What is expected: Write out exactly the lines below that run from the one containing "Note: point to every instance of the large" through the one containing "Target: large smoked sausage", both included, with no other lines.

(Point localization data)
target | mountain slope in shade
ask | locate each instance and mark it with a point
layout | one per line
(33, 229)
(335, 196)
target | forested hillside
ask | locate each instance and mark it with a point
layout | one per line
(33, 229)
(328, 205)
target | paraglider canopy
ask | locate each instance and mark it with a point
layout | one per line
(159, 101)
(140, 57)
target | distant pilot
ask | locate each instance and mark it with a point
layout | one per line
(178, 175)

==

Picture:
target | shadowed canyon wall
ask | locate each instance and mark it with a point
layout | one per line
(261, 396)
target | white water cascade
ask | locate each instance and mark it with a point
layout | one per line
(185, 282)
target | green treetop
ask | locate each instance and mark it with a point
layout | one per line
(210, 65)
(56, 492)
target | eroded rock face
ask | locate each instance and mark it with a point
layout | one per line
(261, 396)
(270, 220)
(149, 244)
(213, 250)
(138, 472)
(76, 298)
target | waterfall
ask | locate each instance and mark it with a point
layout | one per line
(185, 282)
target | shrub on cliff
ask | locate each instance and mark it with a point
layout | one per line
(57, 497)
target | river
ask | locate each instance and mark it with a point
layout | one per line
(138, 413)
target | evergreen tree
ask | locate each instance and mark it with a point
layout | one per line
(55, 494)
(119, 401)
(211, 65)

---

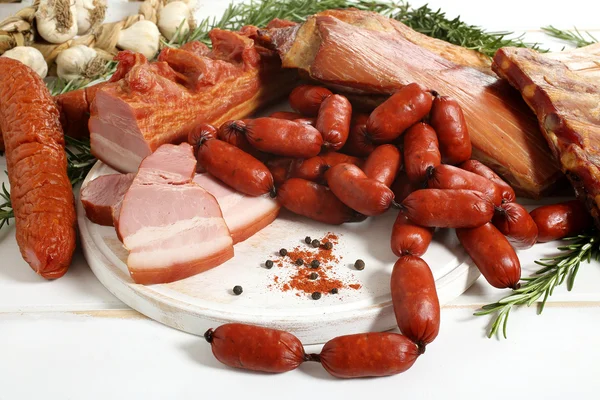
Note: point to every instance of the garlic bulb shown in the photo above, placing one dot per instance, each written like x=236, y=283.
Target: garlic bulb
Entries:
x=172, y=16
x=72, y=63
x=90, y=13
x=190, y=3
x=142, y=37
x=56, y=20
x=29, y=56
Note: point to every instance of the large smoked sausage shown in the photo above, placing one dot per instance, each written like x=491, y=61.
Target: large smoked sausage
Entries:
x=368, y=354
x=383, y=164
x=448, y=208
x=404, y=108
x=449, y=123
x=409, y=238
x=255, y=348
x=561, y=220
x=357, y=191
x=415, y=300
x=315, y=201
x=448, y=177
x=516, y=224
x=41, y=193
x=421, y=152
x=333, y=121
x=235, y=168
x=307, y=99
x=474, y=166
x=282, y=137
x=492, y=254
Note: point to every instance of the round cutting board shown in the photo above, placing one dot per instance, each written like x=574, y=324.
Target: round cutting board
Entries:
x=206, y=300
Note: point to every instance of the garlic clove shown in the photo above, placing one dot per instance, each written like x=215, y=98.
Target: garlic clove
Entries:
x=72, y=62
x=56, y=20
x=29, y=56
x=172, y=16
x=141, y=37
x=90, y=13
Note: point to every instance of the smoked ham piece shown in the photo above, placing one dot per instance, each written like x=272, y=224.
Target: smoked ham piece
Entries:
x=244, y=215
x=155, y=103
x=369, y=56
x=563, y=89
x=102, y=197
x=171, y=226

Result of the exercise:
Note: point to every instance of the large smoked sausage shown in the photo above, placing one dot per instance, each written like x=491, y=61.
Target: large smoked sausage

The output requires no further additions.